> [EXERCISES TO COMPLETE]
(1) What does the article on parsing OSM access logs call the strategy of dividing each map tile into four smaller tiles at the next zoom level?
(2) Repeat the stretch of the OSM access logs article from "Prof. Stefan Keller" through "work all browsers.", keeping every word as it appears.
(3) Write what follows the last sentence of the OSM access logs article.

> [PAGE EXCERPT]
Parsing and Visualizing OSM Access Logs

OpenStreetMap now provides public access to the access logs of their tile map server from 2014 until today. In this article I will show you how to parse the access logs with Bash and Python and visualize the data with CartoDB.

Prof. Stefan Keller documented the early findings from this analysis on the Geometa Lab Blog.

Many thanks to Matt Amos for making the log files accessible and to @sfkeller and @mrothh for their help.

Total OSM Views

All OSM tile access logs at zoom level 18 aggregated over the period of 2014.

OSM Views over Time

All OSM tile requests per day at zoom level 18 aggregated over the period of 2014 Q1 until 2015 Q1. The CartoDB animation might not work all browsers.

Tile Coordinates

To understand how tiling in OpenStreetMap or Google Maps works you best take look at this visualization from Maptiler and the Google Maps API Docs.

You basically have tiles in the same size (256x256 pixels) and there is one tile at the top (zoom level 0). This tile is divided into 4 other tiles (zoom level 1), then 16 (zoom level 2) and so on. This partitioning strategy is called QuadTiles.

The coordinates in the example below use (x,y,zoom) as format. The index always starts at 0 on the upper left corner.

Tiling explained

Download and extract the Tiles

Download all the access logs from the OSM server.

wget -nH -A xz -m http://planet.openstreetmap.org/tile_logs

Now extract the logs (you need to install the XZ Utils first).

unxz *.xz
rm *.xz

Now take a look at one of the log files.

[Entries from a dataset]
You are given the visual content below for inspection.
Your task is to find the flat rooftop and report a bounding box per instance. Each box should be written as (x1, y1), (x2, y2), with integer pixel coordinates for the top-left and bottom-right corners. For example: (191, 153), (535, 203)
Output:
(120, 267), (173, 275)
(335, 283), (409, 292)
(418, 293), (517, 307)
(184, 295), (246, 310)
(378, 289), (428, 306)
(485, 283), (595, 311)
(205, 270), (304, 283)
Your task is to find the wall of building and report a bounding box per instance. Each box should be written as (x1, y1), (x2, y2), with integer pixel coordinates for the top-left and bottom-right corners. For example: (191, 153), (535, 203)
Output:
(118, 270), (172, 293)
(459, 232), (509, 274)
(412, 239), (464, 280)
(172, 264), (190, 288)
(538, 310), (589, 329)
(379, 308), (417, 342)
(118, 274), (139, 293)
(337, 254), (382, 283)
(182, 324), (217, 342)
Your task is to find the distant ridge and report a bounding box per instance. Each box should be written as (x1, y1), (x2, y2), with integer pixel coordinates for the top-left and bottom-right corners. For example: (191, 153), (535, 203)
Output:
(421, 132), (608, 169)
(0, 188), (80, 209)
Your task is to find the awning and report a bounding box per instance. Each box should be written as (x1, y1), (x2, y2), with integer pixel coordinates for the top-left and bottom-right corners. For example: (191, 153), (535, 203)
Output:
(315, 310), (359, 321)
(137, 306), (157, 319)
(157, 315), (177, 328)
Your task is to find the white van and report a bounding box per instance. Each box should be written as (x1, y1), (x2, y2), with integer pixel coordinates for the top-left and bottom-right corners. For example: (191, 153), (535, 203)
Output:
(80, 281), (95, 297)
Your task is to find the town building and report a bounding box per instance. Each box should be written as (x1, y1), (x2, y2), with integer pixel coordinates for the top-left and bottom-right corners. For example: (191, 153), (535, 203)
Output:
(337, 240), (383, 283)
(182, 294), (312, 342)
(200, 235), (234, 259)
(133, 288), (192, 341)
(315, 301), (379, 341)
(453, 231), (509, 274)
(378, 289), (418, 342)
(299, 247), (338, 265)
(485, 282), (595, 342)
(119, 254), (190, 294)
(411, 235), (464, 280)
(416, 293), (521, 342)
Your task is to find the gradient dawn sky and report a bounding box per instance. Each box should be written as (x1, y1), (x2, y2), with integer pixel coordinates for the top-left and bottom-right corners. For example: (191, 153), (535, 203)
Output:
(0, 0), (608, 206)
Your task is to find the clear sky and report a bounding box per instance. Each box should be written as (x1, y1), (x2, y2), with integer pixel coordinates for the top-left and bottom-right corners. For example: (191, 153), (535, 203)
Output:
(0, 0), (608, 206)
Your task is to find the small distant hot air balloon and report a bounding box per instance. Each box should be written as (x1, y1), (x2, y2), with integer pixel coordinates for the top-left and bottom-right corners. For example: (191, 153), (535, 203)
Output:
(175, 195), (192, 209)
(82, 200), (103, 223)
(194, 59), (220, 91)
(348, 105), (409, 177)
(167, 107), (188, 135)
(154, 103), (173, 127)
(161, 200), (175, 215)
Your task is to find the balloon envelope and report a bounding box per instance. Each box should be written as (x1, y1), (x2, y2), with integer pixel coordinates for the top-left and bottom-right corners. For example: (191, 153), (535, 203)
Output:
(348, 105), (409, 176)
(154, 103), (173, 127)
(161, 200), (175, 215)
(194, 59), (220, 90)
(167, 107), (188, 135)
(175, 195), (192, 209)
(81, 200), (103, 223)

> [RESPONSE LIST]
(1) QuadTiles.

(2)
Prof. Stefan Keller documented the early findings from this analysis on the Geometa Lab Blog.

Many thanks to Matt Amos for making the log files accessible and to @sfkeller and @mrothh for their help.

Total OSM Views

All OSM tile access logs at zoom level 18 aggregated over the period of 2014.

OSM Views over Time

All OSM tile requests per day at zoom level 18 aggregated over the period of 2014 Q1 until 2015 Q1. The CartoDB animation might not work all browsers.

(3)
head -n 10 tiles-2015-05-21.txt

The access log has the tile index in the format zoom,x,y in the first column and the number of views for that time period in the second column. Tiles that were not accessed that day or have fewer than 10 views do not appear in the access log file.

0/0/0 588590
1/0/0 139613
1/0/1 116224
1/1/0 135179
1/1/1 114632
2/0/0 138471
2/0/1 181236
2/0/2 109795
2/0/3 68219
2/1/0 182391

We expand tile coordinates into separate columns (from 1/0/0 139613 to 1 0 0 139613).

sed -i 's/\// /g' *.txt

Now that we have valid CSV files we should rename them accordingly (from .txt to .csv).

rename 's/\.txt$/\.csv/' *.txt

You can now import those CSV files into your database. We will continue with plain old Bash and some Python in this article.

Calculate Tile Coordinates

To translate the tiles into actual coordinates we need to convert the tile indizes into coordinates.

The mercantile library allow us to easily calculate the spherical mercator coordinates for tiles.

pip install mercantile

We want to calculate the coordinates for the center of each tile.

def calculate_center(x, y, zoom):
    bounds = mercantile.bounds(x, y, zoom)
    height = bounds.north - bounds.south
    width = bounds.east - bounds.west
    center = (bounds.north + height / 2, bounds.west + width / 2)
    return center

Now we write a stream processing script that reads our prepared CSV from stdin and writes the tiles with the added coordinates to stdout.

cat tiles-2015-05-21.csv | ./calc_coords.py

You can look at the full script here.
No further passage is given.